(Recorded data)
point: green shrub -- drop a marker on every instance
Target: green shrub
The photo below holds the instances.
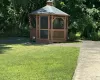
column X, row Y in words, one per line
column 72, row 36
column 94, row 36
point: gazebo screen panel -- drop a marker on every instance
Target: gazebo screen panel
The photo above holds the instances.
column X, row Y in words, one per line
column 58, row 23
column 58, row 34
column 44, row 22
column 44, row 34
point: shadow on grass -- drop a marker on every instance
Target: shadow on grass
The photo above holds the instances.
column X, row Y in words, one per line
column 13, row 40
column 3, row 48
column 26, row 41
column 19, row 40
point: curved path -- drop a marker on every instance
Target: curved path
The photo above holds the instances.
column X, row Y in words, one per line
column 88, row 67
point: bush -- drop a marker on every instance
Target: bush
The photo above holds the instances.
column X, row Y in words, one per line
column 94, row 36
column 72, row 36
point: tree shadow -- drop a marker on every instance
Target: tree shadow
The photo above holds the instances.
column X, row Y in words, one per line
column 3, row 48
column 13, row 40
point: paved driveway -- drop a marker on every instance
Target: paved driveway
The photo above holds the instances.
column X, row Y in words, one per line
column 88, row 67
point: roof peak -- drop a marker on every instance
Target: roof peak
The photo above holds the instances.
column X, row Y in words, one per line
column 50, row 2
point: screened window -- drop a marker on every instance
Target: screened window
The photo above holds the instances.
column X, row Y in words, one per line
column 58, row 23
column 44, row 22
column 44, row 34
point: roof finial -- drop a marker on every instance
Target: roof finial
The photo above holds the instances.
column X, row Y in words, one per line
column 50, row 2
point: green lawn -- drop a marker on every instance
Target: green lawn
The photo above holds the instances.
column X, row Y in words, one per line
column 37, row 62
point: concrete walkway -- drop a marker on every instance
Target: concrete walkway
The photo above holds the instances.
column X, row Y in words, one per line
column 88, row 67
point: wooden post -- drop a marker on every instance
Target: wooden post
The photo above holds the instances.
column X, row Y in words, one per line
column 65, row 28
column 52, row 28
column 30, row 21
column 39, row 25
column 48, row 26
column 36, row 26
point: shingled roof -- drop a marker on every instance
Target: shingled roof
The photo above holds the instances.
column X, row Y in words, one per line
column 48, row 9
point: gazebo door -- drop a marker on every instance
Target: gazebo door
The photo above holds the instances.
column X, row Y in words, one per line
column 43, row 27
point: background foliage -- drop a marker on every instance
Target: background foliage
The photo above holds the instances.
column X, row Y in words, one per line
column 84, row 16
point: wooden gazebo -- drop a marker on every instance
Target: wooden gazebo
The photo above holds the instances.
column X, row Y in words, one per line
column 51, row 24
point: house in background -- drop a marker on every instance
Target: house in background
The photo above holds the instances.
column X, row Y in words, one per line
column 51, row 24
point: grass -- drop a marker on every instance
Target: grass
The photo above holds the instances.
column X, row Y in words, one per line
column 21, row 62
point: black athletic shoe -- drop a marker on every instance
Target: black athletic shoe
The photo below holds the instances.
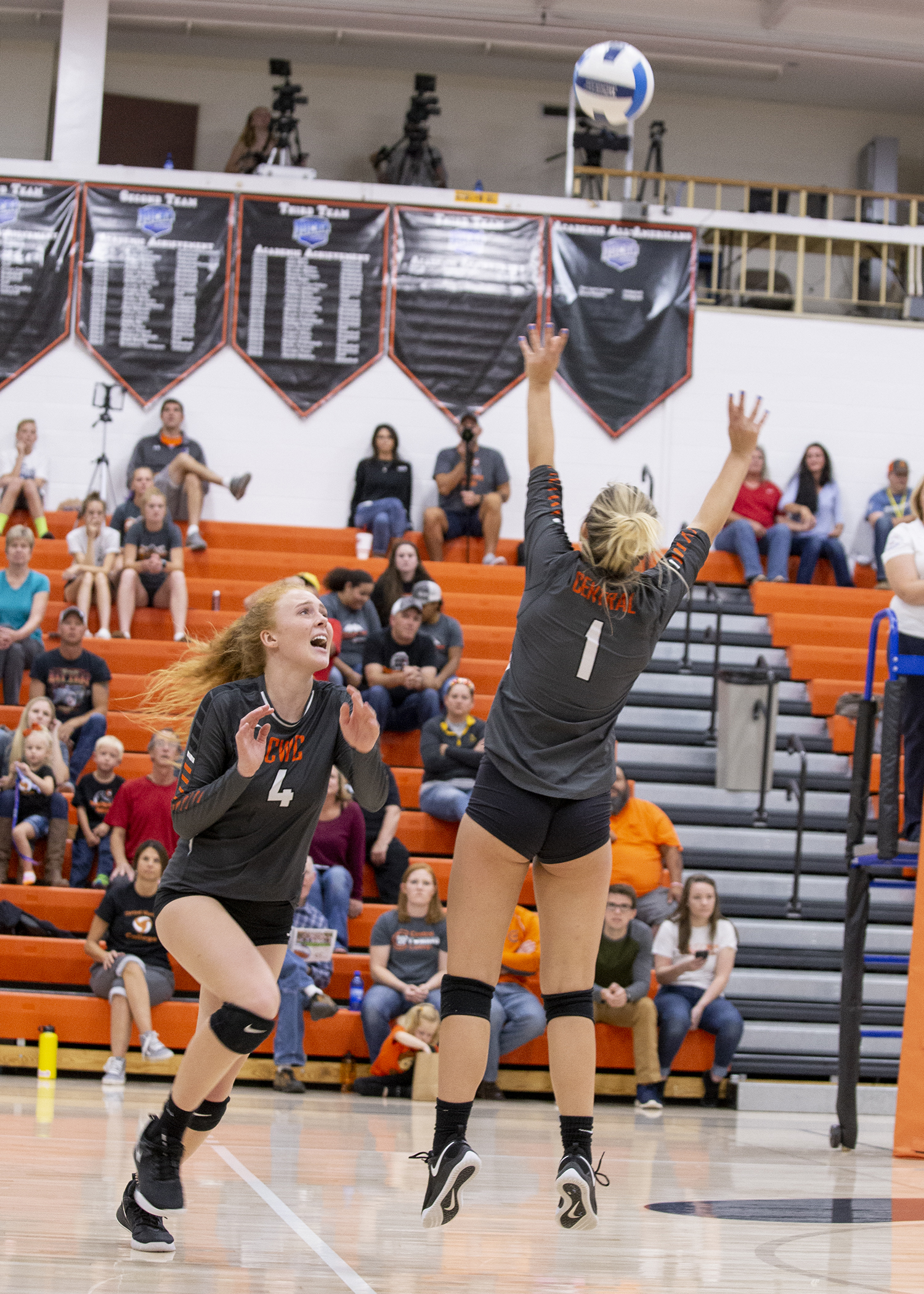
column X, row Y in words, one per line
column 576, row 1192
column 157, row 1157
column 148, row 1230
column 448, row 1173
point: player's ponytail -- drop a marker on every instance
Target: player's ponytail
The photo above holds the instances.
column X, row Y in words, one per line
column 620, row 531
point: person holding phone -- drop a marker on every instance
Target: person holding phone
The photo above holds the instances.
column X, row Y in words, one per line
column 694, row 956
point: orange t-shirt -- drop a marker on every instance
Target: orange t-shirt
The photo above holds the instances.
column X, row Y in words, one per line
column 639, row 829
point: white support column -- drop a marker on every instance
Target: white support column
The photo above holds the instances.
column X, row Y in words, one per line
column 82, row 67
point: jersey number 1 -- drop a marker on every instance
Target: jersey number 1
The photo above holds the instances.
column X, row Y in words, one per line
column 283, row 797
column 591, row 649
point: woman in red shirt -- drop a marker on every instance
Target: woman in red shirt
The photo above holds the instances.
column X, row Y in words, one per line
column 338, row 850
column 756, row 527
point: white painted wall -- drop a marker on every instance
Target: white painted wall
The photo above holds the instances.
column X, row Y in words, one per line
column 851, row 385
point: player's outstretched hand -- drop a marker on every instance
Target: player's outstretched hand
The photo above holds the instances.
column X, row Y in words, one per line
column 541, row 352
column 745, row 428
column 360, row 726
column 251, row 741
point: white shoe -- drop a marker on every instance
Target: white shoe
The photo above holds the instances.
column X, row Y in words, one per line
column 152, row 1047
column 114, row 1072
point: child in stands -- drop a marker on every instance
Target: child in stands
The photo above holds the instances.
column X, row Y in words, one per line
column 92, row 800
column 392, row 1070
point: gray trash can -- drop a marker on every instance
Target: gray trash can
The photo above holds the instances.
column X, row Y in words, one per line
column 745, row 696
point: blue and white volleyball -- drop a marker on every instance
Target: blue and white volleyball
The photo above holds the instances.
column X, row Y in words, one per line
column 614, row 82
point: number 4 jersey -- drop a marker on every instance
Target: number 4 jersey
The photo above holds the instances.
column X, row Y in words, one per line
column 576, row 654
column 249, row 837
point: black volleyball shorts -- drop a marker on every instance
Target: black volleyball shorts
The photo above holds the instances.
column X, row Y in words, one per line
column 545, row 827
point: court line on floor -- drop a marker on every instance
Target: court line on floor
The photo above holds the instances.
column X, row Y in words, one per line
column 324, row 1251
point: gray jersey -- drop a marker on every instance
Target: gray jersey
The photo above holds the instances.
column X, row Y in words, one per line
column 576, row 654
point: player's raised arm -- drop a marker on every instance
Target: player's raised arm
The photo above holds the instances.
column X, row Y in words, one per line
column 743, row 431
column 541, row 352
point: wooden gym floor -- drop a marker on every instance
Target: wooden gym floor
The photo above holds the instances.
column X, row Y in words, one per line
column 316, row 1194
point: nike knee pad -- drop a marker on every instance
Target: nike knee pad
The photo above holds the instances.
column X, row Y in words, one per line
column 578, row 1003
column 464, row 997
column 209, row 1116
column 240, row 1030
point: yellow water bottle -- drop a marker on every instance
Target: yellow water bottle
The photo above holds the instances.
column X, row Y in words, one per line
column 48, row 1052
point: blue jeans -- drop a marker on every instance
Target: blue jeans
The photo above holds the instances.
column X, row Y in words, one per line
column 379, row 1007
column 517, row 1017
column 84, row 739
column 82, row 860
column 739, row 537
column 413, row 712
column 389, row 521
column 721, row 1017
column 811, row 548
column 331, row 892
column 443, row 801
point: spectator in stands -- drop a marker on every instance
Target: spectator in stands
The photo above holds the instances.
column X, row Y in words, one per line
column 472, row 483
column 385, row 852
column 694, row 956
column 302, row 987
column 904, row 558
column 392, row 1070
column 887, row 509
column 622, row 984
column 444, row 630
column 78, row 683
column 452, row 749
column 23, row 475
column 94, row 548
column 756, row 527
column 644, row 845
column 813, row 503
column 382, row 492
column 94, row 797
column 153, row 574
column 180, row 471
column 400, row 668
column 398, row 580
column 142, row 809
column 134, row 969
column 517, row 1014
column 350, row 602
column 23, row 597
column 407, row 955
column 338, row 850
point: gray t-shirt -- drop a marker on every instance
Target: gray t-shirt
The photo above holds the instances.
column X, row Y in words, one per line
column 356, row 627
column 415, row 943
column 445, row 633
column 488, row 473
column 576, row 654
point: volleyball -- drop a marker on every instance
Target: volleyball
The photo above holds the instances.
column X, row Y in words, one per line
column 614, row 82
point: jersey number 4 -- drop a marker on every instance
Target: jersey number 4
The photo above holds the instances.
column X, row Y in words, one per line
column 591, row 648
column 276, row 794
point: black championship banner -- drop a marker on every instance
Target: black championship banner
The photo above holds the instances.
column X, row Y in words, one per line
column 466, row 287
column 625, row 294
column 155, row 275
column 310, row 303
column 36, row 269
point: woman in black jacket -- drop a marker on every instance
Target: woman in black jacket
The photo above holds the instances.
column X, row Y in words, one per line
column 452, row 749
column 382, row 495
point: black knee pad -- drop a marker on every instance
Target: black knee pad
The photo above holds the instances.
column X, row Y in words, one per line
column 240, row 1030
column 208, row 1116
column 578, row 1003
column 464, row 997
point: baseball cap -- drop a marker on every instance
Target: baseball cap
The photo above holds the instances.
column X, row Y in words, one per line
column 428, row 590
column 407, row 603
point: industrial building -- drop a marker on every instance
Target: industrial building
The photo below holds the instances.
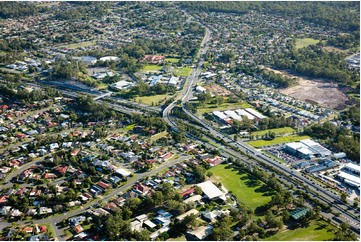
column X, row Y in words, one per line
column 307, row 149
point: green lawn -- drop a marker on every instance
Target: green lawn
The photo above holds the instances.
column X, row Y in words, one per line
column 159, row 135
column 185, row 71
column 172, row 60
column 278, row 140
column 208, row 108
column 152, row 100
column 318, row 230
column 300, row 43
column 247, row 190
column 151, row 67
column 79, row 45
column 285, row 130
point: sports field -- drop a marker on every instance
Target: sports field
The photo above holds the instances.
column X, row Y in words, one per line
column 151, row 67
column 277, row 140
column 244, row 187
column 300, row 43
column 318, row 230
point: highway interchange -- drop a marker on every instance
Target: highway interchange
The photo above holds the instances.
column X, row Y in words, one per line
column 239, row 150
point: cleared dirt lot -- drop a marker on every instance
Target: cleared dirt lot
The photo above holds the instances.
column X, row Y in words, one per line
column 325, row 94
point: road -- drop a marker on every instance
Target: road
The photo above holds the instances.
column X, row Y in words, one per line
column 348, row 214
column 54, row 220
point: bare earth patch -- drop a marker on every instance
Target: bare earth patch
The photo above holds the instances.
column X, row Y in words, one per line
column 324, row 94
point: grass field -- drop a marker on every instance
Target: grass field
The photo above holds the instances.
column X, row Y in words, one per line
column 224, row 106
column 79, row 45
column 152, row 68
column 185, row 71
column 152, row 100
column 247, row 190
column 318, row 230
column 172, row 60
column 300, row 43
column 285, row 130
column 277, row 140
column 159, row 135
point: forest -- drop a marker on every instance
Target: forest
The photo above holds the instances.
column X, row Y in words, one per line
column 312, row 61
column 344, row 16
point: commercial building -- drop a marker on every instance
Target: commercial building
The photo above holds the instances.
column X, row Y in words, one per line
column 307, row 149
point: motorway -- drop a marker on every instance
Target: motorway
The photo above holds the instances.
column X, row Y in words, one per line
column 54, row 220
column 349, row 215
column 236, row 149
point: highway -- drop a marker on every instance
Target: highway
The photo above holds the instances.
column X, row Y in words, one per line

■ **Problem**
Copy each line of the records above that carries the word "water".

■ **Answer section**
point: yellow water bottle -- drop a marker on every instance
Target: yellow water bottle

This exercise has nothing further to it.